PROBLEMS TO SOLVE:
(a) In the article about the 2018 NRA National Smallbore Rifle Championships, why was Lt. Col. Robert Davis unsure he would place among the top finishers?
(b) According to the article about the 2018 NRA National Smallbore Rifle Championships, in which category did Lt. Col. Robert Davis take first place?

SELECTED EXCERPT:
•••••

BRISTOL, Ind. --
In the midst of countless rounds exploding across the firing range, his sights are set on one thing, the target.
To the left and right of him are some of the nation’s best marksmen, but he’s ready. Prepared, he exhales and fires shot after shot hoping to leave his mark on what many consider to be “America’s World Series of the Shooting Sports.”
When the gunfire ceased and the smoke cleared, Lt. Col. Robert Davis, 93d Air Ground Operations Wing (AGOW) director of complaints resolution, won first place in the metric prone grand aggregate category during the 2018 National Rifle Association (NRA) National Smallbore Rifle Championships, in Bristol, Ind.
“It felt great (winning),” said Davis, who has more than 30 years of shooting experience. “I was surprised, because I thought I did pretty well, but I wasn’t sure I was going to rack and stack being that this is only the second time I’ve shot this style of competition, so it was exciting.”
The thrill of victory wasn’t always on the horizon. Davis faced a setback early in the competition that put his determination to the test, but the hardship didn’t rattle him.
“The first day I destroyed my chances of getting aggregate win for conventional prone, because an error caused my first two targets to not count,” Davis said. “But, the only shot that matters is the shot that you’re on, that’s all you have control over. I had to remind myself I don’t need to worry about what’s happened; I can only worry about what’s happening right now and to continue on.
“Murphy’s Law is going to strike when you least expect it, and it’s how you deal with it that matters,” Davis added. “Are you going to throw in the towel, or do you keep going? I carried (this mindset) with me while I was shooting at Bristol, telling myself ‘I’m going to make this the best shot I can.’”
This marksmanship philosophy allowed Davis to propel past his setback, despite a trigger malfunction that nearly derailed his championship hopes.

•••••

SUPPLIED MATERIAL:
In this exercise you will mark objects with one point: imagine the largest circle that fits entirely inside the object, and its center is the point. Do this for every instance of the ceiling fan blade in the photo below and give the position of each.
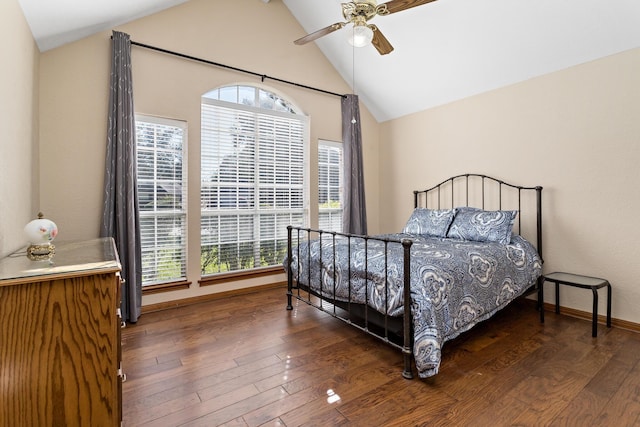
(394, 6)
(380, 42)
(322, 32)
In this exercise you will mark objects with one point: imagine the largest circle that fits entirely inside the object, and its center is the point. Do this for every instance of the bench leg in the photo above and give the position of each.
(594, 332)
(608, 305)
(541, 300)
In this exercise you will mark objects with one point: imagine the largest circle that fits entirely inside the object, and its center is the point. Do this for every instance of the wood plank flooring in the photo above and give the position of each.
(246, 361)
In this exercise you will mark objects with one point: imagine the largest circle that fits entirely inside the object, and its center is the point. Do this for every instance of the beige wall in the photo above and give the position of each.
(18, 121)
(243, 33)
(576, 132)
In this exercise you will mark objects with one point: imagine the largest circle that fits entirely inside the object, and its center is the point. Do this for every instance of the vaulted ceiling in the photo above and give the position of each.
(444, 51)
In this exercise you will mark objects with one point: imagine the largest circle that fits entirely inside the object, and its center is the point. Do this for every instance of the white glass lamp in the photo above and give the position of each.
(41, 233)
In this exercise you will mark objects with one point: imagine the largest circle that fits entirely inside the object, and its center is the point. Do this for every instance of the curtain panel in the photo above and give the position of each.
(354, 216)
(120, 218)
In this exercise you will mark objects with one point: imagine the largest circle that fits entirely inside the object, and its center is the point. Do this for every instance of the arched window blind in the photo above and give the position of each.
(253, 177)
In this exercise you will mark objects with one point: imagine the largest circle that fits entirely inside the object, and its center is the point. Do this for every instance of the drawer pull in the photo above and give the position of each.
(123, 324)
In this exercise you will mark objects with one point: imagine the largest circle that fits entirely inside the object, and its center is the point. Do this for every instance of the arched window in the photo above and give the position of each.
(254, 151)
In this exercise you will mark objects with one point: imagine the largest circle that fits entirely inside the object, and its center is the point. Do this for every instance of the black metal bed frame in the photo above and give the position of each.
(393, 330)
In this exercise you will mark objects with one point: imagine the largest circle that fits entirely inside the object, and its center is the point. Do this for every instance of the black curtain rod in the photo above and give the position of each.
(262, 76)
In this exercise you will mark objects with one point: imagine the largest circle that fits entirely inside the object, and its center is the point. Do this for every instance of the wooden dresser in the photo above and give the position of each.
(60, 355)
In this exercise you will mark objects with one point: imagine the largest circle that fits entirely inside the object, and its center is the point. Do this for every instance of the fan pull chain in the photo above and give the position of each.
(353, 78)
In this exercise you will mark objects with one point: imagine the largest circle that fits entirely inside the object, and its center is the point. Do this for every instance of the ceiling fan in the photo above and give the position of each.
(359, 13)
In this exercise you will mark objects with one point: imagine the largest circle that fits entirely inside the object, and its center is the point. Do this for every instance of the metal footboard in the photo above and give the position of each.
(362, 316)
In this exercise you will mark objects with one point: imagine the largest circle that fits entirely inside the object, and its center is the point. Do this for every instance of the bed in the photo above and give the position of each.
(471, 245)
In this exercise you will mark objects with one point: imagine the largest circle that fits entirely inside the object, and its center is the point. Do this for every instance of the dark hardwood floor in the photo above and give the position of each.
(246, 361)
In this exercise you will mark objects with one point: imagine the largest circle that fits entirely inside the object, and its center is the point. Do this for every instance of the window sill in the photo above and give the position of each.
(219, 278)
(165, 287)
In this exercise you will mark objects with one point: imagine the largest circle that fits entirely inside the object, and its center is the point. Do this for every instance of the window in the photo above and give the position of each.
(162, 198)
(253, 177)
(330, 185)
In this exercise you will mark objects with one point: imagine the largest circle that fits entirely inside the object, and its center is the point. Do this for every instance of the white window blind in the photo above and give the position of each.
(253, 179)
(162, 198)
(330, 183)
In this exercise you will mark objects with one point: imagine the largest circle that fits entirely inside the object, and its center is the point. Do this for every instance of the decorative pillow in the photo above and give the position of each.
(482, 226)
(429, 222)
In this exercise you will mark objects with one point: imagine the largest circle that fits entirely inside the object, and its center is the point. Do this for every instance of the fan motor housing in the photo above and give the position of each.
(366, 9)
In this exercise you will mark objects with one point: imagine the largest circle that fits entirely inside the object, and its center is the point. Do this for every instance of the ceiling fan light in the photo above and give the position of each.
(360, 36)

•••••

ANSWER LIST:
(a) Davis was unsure because it was only the second time he had shot this style of competition. Although he thought he had done pretty well, that inexperience left him uncertain whether he would "rack and stack," so the win surprised him.

(b) He took first place in the metric prone grand aggregate category.